## Work to complete:
Gather each line from the items below that contains the string "object" and copy it in full. Match case exactly.

## Supplied data:
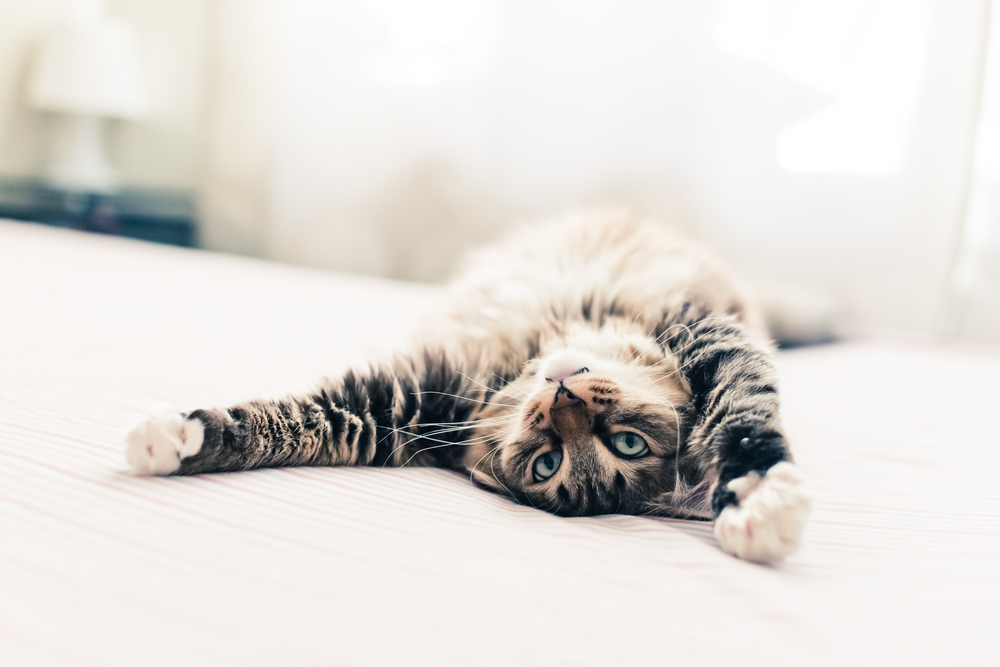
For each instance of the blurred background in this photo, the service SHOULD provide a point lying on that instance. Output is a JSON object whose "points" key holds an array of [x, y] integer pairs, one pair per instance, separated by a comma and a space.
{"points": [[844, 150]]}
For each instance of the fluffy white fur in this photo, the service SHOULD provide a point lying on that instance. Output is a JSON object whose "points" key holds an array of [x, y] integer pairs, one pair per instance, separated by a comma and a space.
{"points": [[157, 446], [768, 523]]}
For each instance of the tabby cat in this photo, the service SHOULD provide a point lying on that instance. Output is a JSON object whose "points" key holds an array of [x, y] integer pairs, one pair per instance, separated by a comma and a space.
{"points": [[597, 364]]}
---
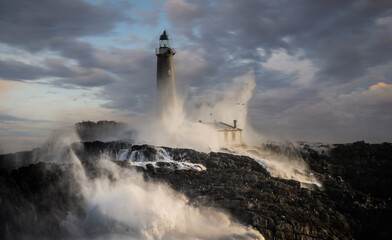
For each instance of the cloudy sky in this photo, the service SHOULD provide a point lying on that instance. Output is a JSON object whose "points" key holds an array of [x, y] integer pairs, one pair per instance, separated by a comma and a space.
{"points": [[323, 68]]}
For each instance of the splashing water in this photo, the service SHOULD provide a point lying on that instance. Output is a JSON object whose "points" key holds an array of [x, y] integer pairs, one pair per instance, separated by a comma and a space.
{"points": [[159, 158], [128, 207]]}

## Response to this task:
For each instance of the blurred background in this photo, the service SHOULD provide a point lying on that instance. Output is a JSON object whose "points" key holds an array of [x, y] integer pairs, one pair per instance, separated by a comma and a space.
For each instance of the fluffy white fur in this photo, the service SHOULD provide a point lying on that instance. Output is a JSON object whose "points" key holds an array of [x, y] integer pairs, one pair per instance, separated by a comma and a space.
For each instance of the tabby cat in this photo, the service SHOULD provide a point lying on that instance. Output is a JSON object whose "points" key holds an array of [x, y] integer pairs, one pair per instance, separated by a comma and a space.
For each instance of the cloudy sky in this photo, the service SHOULD provide a point lying on that instance. Output is a JSON object whose "points" key holds an array of [x, y] integer pairs, one pair per instance, separated by a comma and a space.
For each instance of the splashing water in this photo, the service SHOULD provide a point lying on that instance. Output is a JSON object whose "points" key holds an array of [x, y] integer pairs, one pair per instance, separated by a comma and a space.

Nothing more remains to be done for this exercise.